**Goal**
Gather every line of the data below that contains the word "foliage", and list those lines in their original order.

**Record list**
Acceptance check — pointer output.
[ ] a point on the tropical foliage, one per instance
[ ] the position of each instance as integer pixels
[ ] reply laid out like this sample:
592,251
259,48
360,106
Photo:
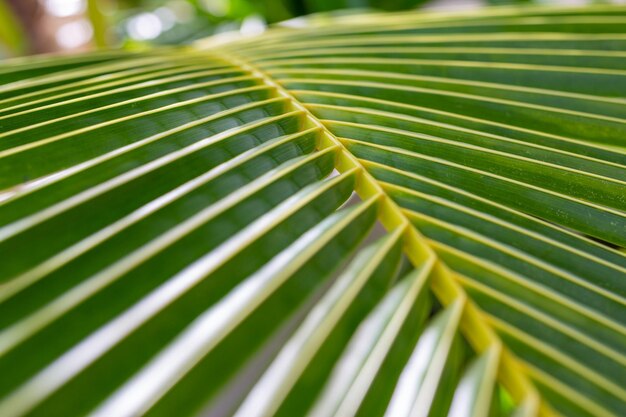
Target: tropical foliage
386,214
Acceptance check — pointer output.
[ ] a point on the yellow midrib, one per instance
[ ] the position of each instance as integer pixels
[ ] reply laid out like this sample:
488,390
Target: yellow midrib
511,371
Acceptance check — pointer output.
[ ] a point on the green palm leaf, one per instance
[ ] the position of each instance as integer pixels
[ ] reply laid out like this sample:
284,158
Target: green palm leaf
385,214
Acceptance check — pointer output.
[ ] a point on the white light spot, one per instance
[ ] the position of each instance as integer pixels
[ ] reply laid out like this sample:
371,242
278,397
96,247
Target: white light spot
64,8
183,11
215,7
253,25
74,34
144,26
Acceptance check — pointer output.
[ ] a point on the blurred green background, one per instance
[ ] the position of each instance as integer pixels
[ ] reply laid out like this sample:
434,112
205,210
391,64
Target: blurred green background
43,26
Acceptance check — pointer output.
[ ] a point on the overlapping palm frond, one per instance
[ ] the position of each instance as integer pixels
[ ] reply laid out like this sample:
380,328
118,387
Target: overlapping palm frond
388,214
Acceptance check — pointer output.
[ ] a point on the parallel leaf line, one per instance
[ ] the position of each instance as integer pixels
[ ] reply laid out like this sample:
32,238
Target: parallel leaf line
124,103
527,309
80,72
529,259
416,248
404,117
388,26
442,50
28,222
559,357
135,86
416,155
388,74
80,356
575,396
405,88
508,225
28,188
98,81
252,48
460,144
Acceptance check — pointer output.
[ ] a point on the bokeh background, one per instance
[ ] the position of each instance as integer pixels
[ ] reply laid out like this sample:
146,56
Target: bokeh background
71,26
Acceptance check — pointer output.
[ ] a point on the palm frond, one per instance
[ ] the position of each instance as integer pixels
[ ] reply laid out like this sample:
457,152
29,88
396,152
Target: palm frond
386,214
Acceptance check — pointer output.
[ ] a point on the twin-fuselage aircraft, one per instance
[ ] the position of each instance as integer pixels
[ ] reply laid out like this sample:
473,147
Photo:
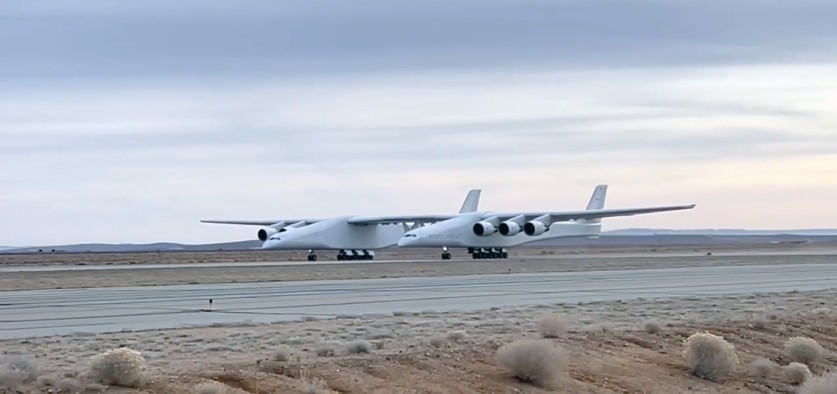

**Task response**
[ ] a point on the tropical foliage, one per instance
Target: tropical foliage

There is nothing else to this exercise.